Texte à lire:
_ _ _ _
1. Youssef Chahine vivant en Égypte, pays arabe et islamique leader où un engagement progressiste conscient est la condition nécessaire pour produire un art anti-intégriste progressiste, dirige un film qui pose des questions motivées par l’ouverture explicite sur la laïcité, la rationalité et la raison. Dans une période pleine des crimes commis au nom de la religion — toute religion, — avec la manipulation de la tradition en Égypte et en Algérie — pour ne citer que deux pays, — la conscience critique et la capacité de produire un art révolutionnaire vont de pair. Destin retrace la vie et la lutte d’Averroès [5], philosophe musulman du XIIe siècle, et l’influence de ses travaux non seulement sur la civilisation islamique, mais aussi sur la laïcité occidentale. Ce qui est dépeint dans le film est la relation d’Averroès avec le calife tout-puissant, avec des gens ordinaires, et avec des groupes fondamentalistes qui à travers leur interprétation démagogique du Coran organisent de retourner le calife contre Averroès. C’est la résistance d’Averroès, soutenu par les gens ordinaires, que nous sommes appelés à examiner.
_ _ _ _
Données répertoriées:
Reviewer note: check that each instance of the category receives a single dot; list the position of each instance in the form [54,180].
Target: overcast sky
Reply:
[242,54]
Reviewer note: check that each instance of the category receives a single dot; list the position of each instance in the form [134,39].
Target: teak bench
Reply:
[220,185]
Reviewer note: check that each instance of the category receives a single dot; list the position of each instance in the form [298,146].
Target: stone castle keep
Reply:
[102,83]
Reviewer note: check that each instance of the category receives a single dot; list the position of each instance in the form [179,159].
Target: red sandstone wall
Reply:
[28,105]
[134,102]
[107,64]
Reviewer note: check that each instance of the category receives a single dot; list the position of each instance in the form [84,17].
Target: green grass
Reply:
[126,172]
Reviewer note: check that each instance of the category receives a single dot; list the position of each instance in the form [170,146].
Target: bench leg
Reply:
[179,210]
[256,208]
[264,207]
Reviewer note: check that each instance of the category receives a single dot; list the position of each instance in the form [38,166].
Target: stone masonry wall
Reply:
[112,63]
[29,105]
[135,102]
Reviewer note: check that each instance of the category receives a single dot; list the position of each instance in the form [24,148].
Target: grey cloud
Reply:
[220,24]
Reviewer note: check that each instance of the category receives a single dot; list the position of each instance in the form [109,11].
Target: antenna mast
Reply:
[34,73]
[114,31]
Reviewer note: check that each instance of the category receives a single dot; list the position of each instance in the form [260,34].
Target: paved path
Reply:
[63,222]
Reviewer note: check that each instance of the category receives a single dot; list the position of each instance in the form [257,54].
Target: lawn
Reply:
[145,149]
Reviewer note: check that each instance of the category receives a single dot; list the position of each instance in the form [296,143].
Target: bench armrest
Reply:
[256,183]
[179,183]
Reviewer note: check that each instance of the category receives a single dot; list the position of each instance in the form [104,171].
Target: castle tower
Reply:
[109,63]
_ _ _ _
D'après le texte sur le film Destin, à quel siècle vivait Averroès ? Les données forment un matériau distinct du texte.

Résultat de l'exercice:
Au XIIe siècle.